→ **TASK REQUIREMENTS**: Write out, word for word, the part of the lines that opens with the line containing "Element to find: the front bumper" and closes with the line containing "[252, 142, 280, 149]". Include both of those lines.

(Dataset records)

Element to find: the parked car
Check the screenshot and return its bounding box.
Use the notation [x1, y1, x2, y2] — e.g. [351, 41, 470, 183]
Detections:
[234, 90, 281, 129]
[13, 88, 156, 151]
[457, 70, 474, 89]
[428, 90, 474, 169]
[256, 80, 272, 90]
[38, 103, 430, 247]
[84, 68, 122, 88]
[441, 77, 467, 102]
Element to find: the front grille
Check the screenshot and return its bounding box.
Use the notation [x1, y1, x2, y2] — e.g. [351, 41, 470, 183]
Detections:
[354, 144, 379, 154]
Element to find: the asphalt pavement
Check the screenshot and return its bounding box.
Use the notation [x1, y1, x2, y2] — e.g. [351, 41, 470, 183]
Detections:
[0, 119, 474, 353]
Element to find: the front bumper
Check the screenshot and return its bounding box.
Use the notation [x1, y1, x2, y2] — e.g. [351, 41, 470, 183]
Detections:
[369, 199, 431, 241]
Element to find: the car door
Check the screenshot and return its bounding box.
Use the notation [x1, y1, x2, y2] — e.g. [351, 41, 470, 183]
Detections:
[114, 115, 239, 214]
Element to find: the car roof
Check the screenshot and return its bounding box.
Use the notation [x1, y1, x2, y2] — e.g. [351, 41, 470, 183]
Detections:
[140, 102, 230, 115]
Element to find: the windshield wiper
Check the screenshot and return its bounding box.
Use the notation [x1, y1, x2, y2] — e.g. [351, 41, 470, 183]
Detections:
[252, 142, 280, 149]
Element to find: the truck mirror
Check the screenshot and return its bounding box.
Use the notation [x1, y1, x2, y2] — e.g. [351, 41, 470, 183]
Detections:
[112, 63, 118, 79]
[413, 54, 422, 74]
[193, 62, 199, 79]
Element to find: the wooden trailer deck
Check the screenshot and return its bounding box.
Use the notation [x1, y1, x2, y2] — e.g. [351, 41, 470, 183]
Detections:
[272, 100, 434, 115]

→ **CORRECT OUTPUT**:
Element to find: the front bumper
Check the screenshot and return its bounding box.
Use the notation [x1, y1, x2, y2] — e.g. [351, 41, 470, 183]
Detections:
[369, 199, 431, 241]
Element to find: the car door
Check the screenshot and return its bounding box.
Use the notation [x1, y1, x2, y2] — e.g. [351, 41, 470, 183]
Detections:
[114, 115, 239, 214]
Element to find: the car roof
Check the screenshot and return its bounding box.
Use the notation [x1, y1, x2, y2] — e.g. [351, 41, 470, 183]
Detections:
[140, 102, 230, 115]
Element to find: the windshield wiper
Check the screenshot and return its bounding box.
Use the notation [x1, y1, x2, y2] — e.g. [351, 41, 470, 183]
Detections:
[252, 142, 280, 149]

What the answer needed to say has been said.